WHAT NEEDS TO BE DONE:
In the entries that follow, identify the line containing "Where can the man's" and return it together with all later lines, exactly as they appear.

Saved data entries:
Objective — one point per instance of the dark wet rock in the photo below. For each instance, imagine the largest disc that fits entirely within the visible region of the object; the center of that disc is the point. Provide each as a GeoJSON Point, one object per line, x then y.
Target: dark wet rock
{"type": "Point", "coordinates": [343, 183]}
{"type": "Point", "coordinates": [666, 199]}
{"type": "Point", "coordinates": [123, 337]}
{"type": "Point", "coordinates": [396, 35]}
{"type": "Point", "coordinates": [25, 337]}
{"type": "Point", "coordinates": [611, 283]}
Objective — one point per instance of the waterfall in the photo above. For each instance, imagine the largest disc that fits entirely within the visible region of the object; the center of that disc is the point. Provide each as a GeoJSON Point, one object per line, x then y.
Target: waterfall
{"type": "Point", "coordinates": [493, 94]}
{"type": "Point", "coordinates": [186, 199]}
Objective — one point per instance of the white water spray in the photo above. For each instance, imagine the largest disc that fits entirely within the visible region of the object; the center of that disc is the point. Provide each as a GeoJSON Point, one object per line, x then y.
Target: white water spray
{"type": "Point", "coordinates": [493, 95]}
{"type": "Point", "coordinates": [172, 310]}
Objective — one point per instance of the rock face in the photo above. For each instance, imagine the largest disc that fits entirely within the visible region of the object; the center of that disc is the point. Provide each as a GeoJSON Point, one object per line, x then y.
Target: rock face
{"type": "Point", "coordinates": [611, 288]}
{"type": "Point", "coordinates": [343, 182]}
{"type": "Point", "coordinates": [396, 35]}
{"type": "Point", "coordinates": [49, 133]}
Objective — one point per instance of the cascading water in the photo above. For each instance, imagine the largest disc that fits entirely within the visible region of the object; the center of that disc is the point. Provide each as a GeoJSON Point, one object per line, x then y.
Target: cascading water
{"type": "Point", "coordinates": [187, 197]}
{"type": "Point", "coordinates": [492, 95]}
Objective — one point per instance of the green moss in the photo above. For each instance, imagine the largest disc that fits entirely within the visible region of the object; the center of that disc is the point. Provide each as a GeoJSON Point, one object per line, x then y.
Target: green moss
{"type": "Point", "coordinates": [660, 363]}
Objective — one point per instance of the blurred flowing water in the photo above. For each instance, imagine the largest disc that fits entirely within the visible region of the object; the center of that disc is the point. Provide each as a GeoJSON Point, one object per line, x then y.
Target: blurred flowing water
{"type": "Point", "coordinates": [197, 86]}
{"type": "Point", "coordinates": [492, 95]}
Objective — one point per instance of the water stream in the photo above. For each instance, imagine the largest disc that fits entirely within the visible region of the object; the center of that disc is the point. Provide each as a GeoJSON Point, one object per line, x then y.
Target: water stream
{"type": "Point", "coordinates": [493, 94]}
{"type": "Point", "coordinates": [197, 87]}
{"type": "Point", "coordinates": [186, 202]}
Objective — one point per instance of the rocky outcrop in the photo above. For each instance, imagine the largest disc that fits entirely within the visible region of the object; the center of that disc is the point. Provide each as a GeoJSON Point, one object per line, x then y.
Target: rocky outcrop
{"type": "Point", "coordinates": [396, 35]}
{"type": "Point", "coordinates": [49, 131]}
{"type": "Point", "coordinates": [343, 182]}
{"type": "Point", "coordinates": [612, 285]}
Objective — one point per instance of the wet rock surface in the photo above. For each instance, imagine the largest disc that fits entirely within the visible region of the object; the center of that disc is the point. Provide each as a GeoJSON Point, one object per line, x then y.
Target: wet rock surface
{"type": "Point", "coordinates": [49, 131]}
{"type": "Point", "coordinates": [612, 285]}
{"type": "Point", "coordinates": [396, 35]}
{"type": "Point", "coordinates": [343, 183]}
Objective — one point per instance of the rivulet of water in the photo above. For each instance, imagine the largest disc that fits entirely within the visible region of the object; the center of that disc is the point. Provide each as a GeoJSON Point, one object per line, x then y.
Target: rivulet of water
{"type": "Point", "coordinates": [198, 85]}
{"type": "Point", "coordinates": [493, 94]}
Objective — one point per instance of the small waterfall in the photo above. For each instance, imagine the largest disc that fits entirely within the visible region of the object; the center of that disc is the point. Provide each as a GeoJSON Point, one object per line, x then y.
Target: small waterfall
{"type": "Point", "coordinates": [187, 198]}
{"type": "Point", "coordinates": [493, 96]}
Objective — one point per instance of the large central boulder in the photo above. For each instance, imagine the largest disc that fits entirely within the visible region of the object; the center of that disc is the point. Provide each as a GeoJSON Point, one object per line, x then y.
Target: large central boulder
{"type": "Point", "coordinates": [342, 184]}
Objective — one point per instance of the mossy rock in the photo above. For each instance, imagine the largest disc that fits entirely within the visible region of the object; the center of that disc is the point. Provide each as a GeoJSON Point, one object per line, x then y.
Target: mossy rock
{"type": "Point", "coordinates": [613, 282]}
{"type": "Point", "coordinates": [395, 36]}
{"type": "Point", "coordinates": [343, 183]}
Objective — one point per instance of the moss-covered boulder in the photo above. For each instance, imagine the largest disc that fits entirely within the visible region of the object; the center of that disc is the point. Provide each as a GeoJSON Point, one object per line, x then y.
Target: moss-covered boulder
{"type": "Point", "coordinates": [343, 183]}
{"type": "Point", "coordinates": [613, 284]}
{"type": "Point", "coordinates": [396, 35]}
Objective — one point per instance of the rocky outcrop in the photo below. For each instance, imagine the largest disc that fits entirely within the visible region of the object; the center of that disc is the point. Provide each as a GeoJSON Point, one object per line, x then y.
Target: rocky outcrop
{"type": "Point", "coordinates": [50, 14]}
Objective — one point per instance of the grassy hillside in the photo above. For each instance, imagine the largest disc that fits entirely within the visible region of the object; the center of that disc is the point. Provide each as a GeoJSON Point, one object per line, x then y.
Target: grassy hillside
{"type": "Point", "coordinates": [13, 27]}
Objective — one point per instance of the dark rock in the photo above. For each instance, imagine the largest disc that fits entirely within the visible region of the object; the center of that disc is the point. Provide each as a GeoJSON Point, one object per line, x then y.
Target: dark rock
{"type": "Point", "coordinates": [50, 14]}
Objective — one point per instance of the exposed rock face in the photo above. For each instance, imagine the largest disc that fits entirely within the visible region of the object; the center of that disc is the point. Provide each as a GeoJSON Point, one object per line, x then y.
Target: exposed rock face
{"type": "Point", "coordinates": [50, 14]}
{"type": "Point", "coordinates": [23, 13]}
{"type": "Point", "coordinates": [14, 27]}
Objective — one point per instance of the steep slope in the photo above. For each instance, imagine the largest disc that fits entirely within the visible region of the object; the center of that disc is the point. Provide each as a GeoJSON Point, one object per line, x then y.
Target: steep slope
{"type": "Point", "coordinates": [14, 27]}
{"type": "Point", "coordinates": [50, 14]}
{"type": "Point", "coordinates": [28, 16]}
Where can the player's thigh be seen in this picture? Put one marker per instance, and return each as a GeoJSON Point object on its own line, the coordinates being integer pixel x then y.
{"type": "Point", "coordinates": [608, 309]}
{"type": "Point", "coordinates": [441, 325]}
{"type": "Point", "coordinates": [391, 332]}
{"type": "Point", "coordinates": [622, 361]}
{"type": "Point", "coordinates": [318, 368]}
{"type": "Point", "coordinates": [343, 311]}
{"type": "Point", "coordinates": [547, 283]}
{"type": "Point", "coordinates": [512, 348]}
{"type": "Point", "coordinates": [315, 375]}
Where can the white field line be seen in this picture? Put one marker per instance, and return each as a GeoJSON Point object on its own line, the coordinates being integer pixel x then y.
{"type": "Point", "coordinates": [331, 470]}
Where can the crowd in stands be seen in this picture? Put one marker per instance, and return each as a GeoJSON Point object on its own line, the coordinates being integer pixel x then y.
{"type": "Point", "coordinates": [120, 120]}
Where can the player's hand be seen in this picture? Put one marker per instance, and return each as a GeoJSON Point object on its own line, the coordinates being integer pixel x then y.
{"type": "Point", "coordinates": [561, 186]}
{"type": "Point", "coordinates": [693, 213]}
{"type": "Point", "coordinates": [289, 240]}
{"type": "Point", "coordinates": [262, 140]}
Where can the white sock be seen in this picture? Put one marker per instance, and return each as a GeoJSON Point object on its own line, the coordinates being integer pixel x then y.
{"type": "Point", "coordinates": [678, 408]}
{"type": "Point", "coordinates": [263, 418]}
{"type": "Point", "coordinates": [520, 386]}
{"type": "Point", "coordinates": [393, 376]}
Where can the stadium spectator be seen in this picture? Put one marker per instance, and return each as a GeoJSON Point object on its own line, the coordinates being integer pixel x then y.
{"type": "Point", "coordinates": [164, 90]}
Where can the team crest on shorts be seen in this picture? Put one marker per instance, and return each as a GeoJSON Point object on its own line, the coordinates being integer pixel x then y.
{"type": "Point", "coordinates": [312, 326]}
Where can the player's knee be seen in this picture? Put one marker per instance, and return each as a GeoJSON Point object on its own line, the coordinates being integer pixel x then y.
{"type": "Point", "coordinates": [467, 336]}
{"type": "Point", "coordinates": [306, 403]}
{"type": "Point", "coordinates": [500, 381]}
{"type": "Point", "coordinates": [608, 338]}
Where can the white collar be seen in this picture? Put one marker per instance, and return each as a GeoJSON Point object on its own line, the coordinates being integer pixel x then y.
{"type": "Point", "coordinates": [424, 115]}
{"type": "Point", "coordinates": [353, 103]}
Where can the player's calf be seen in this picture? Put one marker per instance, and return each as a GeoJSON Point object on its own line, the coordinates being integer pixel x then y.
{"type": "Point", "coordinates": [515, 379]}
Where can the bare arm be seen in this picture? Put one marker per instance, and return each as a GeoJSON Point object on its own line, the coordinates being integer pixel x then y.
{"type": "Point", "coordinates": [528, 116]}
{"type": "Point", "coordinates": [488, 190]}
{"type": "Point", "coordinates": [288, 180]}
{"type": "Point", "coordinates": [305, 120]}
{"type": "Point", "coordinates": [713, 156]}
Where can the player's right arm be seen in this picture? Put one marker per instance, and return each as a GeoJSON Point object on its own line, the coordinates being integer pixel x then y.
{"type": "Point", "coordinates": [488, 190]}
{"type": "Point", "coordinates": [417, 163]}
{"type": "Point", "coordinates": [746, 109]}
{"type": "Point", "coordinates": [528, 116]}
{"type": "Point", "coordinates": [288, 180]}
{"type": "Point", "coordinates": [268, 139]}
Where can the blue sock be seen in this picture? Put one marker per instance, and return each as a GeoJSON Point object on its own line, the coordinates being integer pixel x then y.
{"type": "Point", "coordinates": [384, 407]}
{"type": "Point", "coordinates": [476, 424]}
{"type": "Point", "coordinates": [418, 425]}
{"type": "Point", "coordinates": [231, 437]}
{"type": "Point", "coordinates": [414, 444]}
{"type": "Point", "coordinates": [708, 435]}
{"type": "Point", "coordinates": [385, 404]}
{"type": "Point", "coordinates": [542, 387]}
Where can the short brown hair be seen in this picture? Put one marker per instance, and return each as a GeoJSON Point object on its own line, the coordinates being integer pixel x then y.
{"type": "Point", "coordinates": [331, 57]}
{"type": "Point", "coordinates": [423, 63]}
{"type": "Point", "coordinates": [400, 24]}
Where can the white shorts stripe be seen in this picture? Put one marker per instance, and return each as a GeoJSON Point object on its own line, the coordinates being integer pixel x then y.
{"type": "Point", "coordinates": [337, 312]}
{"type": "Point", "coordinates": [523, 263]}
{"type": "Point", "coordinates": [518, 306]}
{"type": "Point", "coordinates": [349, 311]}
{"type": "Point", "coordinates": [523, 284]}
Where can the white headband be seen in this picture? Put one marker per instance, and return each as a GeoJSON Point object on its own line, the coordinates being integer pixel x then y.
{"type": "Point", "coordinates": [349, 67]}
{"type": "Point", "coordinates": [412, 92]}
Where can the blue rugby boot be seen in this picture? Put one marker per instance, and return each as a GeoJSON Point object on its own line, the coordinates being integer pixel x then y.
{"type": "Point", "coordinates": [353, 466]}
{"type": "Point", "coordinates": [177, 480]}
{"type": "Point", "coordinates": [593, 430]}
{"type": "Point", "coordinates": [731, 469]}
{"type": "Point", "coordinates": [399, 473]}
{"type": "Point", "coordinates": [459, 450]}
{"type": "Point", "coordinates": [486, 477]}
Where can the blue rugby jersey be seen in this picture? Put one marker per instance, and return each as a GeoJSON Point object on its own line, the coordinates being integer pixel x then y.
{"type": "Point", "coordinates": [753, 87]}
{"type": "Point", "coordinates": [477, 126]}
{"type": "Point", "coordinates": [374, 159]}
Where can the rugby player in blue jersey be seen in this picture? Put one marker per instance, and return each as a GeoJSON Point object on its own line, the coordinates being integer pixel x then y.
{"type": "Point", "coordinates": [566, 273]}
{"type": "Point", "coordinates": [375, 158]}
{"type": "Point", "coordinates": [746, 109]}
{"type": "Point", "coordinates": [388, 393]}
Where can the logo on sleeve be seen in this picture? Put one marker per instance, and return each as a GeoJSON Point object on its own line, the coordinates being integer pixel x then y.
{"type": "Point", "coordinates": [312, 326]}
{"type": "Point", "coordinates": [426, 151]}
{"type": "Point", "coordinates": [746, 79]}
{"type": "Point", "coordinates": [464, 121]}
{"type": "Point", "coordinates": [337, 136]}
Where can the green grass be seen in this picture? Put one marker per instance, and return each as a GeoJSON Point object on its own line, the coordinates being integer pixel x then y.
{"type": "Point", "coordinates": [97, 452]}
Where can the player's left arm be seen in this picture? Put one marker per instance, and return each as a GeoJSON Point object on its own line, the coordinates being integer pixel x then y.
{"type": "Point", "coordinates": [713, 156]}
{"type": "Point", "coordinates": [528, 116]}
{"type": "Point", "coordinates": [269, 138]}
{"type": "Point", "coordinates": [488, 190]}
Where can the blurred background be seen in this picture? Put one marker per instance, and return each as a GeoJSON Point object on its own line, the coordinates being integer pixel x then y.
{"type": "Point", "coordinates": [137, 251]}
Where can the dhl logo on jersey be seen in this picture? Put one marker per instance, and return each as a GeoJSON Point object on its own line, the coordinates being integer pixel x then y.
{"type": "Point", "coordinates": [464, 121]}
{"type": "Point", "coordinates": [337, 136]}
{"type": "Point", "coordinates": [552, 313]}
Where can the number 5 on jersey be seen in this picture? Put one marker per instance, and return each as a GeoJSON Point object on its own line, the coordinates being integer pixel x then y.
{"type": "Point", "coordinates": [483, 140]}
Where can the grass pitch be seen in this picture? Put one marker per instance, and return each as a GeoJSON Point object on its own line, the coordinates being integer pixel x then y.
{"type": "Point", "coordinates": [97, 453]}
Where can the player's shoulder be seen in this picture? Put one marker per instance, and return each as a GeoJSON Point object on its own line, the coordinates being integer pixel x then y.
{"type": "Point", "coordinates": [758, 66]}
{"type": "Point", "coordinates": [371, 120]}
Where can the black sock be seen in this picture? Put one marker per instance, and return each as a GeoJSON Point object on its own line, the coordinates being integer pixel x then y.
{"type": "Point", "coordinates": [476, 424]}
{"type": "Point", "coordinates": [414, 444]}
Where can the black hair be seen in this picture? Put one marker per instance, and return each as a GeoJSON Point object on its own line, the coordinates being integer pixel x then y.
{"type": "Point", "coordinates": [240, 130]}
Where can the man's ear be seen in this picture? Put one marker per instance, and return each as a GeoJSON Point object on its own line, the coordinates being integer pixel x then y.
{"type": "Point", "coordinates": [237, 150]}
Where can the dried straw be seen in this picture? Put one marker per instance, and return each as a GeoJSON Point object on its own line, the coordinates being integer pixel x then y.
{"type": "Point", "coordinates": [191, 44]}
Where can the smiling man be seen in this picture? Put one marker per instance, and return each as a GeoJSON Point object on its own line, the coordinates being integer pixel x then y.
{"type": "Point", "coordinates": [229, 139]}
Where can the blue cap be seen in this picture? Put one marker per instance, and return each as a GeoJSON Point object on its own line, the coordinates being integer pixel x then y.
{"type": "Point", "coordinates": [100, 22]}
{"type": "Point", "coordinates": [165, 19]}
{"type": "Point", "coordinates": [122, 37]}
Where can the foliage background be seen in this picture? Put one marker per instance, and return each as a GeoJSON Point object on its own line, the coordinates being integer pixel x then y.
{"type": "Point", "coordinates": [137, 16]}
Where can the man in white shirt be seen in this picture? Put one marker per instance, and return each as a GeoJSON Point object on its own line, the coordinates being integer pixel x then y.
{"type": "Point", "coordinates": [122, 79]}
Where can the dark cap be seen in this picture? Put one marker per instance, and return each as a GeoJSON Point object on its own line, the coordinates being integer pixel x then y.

OUTPUT FOR THIS EXERCISE:
Where can the man's ear be seen in this picture? Put one marker per instance, and return each as a GeoJSON Point object on its own line, the coordinates being integer pixel x then y.
{"type": "Point", "coordinates": [237, 150]}
Where can the dried straw be seen in this picture? Put one marker per instance, and return each as a GeoJSON Point object on its own line, the coordinates being integer pixel x then y.
{"type": "Point", "coordinates": [191, 44]}
Where can the smiling man be seen in this picture? Put one marker per instance, and return each as a GeoJSON Point object on its own line, the coordinates being integer pixel x then y.
{"type": "Point", "coordinates": [229, 139]}
Where can the blue cap be seen in this picture? Put one marker per instance, and return each as a GeoJSON Point object on its own line, the coordinates being integer pixel x then y.
{"type": "Point", "coordinates": [100, 22]}
{"type": "Point", "coordinates": [165, 19]}
{"type": "Point", "coordinates": [122, 37]}
Where can the foliage background be seen in this picture? Put one marker per instance, and return each as a GeoJSON Point object on its own line, the coordinates being integer pixel x then y.
{"type": "Point", "coordinates": [137, 16]}
Where can the man in white shirt be seen in this picture? Put one marker per instance, and return each as a GeoJSON Point object on its own line, the coordinates being integer pixel x then y.
{"type": "Point", "coordinates": [122, 79]}
Where can the dark cap be seen in this picture? Put one marker per instance, and return each as a GeoJSON Point object on its own line, the coordinates being integer pixel x then y.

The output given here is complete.